**FRAGMENTO SELECCIONADO**:
########################################
Antes "usuarios" y ahora "clientes", los pasajeros que deben hacer frente al aumento de las tarifas, se ven recompensados con la presencia de una asistente que les explicará el por què de los retrasos y las causas ignotas de los accidentes. Les encontrarà los paraguas y los libros olvidados sobre el tren y dispondrà, algùn dìa, de toda la tecnologìa moderna para resolver el terrible problema de los pasajeros en sillas de ruedas. Confeccionarà cartelitos primorosos que informaràn "a la distinguida clientela" que los trenes de ayer han cambiado horario "por causas de fuerza mayor", sin saber que las locomotoras estàn paradas en los talleres sin personal y sin repuestos.
Ella, con su mejor sonrisa, harà frente al pùblico que viene a reclamar el viaje perdido tratando de explicar la falta de maquinistas, la reducciòn de los tiempos de mantenimiento o las disputas entre dos consorcios que tratan de resolver en los tribunales internacionales si debe pasar primero el tren lujoso francès o los vagones llenos de harina polaca que se encuentran frente a frente dentro de un tunel.
Pero la asistente no se adapta bien a los cambios de moda. Persiste en ella el espìritu del viejo ferrocarrilero. Ese orgullo de pertenecer a una cofradìa, sabièndose importante dentro de esas venas fèrreas que hacìan circular la linfa vital de un paìs y que hoy ya no es màs un servicio pùblico. Ella no logra entrar todavìa en la filosofìa de estos tiempos donde està todo dividido en "paquetes", en "productos". No se adapta bien al nuevo paisaje de shopping center en el que han convertido las estaciones.
########################################
**DATOS PROPORCIONADOS**:
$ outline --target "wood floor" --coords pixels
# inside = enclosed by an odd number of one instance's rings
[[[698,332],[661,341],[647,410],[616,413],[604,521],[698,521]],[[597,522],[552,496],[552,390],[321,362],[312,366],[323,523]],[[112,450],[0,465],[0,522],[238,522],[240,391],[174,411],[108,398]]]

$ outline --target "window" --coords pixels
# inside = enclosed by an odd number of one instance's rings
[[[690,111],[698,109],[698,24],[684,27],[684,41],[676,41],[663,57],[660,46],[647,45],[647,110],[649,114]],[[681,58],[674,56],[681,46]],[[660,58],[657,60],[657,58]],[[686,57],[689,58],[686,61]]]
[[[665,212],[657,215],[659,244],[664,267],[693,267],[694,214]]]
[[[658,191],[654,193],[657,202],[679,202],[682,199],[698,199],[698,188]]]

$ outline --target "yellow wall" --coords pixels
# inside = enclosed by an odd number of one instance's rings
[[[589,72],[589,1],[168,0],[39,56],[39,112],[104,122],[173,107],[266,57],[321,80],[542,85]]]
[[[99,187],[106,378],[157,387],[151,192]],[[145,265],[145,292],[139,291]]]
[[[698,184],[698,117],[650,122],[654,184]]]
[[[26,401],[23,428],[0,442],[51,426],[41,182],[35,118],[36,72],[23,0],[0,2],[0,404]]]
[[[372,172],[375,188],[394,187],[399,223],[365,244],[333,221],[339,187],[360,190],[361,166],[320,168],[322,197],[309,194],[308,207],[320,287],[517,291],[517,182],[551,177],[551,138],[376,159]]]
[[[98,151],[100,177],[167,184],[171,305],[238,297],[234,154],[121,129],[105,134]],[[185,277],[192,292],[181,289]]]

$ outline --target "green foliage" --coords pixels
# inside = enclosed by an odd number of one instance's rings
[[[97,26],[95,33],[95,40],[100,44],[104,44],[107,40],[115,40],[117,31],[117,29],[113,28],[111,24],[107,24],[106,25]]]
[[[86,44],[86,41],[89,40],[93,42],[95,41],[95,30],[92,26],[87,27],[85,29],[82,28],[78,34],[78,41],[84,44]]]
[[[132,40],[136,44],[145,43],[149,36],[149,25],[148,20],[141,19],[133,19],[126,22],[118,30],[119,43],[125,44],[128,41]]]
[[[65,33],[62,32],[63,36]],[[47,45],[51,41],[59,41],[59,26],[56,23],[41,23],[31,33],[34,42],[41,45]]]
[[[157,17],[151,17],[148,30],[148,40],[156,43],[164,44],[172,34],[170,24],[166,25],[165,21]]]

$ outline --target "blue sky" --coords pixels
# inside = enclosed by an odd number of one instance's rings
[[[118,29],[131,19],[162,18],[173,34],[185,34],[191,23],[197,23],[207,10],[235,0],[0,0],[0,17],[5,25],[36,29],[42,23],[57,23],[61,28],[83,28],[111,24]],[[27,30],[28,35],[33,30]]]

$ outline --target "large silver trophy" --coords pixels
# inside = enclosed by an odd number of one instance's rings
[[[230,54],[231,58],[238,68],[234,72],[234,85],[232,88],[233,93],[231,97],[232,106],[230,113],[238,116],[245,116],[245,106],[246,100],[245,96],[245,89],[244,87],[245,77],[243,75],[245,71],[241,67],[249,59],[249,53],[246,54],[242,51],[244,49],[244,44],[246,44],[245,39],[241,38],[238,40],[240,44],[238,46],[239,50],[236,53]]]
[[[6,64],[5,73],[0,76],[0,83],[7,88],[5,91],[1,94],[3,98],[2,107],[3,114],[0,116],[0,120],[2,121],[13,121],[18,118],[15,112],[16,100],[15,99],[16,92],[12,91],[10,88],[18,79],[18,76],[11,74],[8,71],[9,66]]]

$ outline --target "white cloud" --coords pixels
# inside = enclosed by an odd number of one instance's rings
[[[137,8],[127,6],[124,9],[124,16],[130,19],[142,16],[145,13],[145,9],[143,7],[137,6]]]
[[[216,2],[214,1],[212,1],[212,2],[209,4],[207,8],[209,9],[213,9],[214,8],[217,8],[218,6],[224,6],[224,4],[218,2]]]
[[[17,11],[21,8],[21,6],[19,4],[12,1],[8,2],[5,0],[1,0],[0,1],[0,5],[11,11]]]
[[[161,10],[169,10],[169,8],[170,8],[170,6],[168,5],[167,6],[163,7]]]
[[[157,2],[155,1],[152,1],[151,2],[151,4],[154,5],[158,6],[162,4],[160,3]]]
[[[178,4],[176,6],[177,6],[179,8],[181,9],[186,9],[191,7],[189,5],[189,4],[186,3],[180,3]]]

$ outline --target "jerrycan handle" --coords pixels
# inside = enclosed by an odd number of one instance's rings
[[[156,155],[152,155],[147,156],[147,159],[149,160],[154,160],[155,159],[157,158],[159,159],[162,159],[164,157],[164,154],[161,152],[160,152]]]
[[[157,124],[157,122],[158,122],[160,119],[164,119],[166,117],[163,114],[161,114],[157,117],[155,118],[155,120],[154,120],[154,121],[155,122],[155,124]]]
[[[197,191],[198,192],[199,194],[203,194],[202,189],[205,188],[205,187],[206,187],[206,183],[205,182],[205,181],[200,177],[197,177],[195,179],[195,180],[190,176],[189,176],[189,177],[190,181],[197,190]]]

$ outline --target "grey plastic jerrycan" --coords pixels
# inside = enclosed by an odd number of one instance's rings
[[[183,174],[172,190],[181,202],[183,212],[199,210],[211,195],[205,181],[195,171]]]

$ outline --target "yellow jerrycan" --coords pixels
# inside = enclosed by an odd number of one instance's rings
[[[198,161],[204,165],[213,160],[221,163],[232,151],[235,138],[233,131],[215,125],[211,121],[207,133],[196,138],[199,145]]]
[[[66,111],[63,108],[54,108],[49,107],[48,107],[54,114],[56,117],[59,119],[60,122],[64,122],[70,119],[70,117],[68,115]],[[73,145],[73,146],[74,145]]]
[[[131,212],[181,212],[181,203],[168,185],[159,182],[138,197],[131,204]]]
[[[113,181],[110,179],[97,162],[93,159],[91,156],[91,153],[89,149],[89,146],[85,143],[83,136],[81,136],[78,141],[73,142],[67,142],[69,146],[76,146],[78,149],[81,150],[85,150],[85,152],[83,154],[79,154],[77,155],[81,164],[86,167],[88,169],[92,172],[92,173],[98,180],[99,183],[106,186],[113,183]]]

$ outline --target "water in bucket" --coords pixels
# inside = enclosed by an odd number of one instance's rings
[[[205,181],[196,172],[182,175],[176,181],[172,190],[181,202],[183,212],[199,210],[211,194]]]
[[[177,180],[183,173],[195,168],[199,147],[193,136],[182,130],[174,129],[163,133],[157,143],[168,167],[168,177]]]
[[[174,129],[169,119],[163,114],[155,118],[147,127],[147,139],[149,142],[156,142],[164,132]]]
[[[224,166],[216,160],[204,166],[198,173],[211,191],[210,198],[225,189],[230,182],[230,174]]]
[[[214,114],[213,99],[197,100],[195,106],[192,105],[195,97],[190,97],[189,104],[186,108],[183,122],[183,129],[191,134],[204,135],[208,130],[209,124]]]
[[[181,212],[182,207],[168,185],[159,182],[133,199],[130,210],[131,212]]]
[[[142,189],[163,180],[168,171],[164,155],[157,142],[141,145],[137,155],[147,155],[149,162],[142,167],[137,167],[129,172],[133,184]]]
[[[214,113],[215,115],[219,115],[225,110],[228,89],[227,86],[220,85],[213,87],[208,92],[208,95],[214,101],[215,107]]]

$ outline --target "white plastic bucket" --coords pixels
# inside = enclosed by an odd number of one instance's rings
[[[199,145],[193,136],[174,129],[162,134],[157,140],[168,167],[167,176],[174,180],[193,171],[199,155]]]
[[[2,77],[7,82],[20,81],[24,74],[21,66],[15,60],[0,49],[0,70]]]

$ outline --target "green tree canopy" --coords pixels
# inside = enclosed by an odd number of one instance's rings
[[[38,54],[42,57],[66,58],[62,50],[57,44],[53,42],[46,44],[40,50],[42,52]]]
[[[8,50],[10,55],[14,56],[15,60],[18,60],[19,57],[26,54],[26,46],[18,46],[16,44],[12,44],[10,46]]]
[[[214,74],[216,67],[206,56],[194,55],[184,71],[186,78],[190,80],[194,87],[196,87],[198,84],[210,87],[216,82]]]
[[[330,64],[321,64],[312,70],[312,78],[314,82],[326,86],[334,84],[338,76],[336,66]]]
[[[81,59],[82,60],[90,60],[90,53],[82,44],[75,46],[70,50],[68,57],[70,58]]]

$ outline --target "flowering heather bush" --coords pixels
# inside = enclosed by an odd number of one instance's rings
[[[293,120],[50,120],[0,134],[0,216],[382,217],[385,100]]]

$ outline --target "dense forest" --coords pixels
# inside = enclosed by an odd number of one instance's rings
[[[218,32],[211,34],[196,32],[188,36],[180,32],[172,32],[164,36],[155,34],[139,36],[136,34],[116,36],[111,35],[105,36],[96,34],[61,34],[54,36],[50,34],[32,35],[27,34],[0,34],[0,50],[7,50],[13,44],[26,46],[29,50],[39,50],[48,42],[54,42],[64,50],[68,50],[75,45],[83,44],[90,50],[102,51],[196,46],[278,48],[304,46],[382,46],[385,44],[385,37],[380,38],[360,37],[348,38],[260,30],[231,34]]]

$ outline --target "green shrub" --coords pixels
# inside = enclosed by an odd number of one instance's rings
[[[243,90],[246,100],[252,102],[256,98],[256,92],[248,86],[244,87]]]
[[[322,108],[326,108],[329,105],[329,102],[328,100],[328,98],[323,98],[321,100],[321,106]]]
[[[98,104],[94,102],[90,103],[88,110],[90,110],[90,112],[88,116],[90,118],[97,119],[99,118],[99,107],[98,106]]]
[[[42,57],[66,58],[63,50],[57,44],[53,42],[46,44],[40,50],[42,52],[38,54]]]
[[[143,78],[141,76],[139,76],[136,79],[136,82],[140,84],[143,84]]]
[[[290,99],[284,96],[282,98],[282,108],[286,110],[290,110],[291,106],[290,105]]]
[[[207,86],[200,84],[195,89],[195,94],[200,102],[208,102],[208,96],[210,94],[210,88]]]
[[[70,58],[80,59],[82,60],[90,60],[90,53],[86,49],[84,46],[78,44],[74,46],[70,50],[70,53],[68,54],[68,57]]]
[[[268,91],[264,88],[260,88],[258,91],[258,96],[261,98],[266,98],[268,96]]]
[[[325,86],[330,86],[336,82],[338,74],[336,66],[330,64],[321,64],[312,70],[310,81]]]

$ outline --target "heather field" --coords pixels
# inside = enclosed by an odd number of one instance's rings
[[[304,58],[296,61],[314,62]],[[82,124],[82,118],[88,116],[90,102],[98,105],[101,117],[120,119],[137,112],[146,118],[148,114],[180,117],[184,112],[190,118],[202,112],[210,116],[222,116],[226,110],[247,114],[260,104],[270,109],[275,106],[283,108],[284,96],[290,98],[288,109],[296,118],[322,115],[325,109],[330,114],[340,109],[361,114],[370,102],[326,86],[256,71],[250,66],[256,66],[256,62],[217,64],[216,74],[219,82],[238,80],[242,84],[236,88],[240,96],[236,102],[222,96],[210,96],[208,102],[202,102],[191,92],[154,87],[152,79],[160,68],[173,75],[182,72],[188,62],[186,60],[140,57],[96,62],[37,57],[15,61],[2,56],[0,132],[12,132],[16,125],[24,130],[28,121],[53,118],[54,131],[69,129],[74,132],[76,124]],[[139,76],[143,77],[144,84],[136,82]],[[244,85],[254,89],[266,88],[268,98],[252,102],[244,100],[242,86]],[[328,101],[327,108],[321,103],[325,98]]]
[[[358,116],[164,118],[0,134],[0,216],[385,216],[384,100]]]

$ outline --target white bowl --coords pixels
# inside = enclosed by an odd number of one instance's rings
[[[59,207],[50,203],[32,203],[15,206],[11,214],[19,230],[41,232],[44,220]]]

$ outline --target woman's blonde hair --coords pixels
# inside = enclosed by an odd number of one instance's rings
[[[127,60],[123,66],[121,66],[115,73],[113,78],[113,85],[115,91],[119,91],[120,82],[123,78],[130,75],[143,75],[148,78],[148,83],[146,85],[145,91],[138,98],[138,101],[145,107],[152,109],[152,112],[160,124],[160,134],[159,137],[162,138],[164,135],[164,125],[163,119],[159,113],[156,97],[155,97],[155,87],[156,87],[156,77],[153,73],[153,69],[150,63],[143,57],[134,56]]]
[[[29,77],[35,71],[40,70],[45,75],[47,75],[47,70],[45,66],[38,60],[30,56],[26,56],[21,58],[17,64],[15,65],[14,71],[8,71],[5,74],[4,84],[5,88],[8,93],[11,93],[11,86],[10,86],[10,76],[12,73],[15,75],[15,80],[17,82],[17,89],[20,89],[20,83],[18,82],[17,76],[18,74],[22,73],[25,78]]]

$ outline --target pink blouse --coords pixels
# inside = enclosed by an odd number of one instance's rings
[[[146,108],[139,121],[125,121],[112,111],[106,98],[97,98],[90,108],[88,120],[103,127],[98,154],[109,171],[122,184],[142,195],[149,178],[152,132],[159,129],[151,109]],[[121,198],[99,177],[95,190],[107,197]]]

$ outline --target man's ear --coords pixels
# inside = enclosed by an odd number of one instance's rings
########################################
**INSTRUCCIONES DE TRABAJO**:
1 > Transcribe literalmente el fragmento sobre la asistente ferroviaria desde "Ella, con su" hasta "de un tunel.".
2 > Según el fragmento sobre la asistente ferroviaria, ¿en qué se han convertido las estaciones?
3 > Prolonga el fragmento sobre la asistente ferroviaria a partir de su última oración.
Los datos constituyen un material aparte, sin relación con el fragmento.

**RESPUESTAS POR TAREA**:
1 >
Ella, con su mejor sonrisa, harà frente al pùblico que viene a reclamar el viaje perdido tratando de explicar la falta de maquinistas, la reducciòn de los tiempos de mantenimiento o las disputas entre dos consorcios que tratan de resolver en los tribunales internacionales si debe pasar primero el tren lujoso francès o los vagones llenos de harina polaca que se encuentran frente a frente dentro de un tunel.

2 > En un nuevo paisaje de shopping center.

3 >
No logra comprender què cambiò en realidad. Cree aùn que pagar un pasaje para viajar de un punto a otro sigue siendo eso y no como ahora debe recitar: "el acto de comprar un pasaje, significa que se està comprando el derecho a viajar de un determinado modo y con determinadas condiciones, determinando asi una calidad". No puede entender que si los trenes llegan con retrasos de horas, es porque el "producto que se comprò es de calidad B" y asì està estipulado tàcitamente: desde siempre no es lo mismo comer polenta que langosta.
Ingresò al ferrocarril por tradiciòn familiar y ese orgullo ferroviario que tiene impreso en los genes le impide comprender que es de prioritaria necesidad patriòtica desmontar el ente, transformarlo en sociedad anònima, desarmarlo en pequeñas piezas y ofrecerlo al mejor adquirente para pagar vaya uno a saber què deuda pública. Ella sigue aferrada al viejo concepto (cuàn errados debieron estar sus padres !) de que el ferrocarril fue creciendo de a poco, formado por las necesidades històricas de todo el pueblo y que es, por lògica irrefutable, un patrimonio nacional y que su venta significa la pèrdida de la soberanìa nacional. No se da cuenta, pobrecita, que el mercado reclama que el Estado se achique, que los privados haràn funcionar todo mejor, que se crearàn nuevas oportunidades para todos.
Como una pagana aferrada a los viejos metales, no cree que los mecànicos encontraràn trabajo en los shoppings que crecen en las grandes estaciones; no cree que el remate de los viejos talleres aumentarà la seguridad. Hereje, no tiene fe en el nuevo dogma de la nueva religiòn: los sacerdotes aparecen como iluminados, pero para ella son muy arrogantes y no ofrecen ninguna hostia en modo democràtico, sòlo reservan pèsimos chocolatines a los "clientes" que eligieron "comprar" pasaje de primera. Y le parece muy poco.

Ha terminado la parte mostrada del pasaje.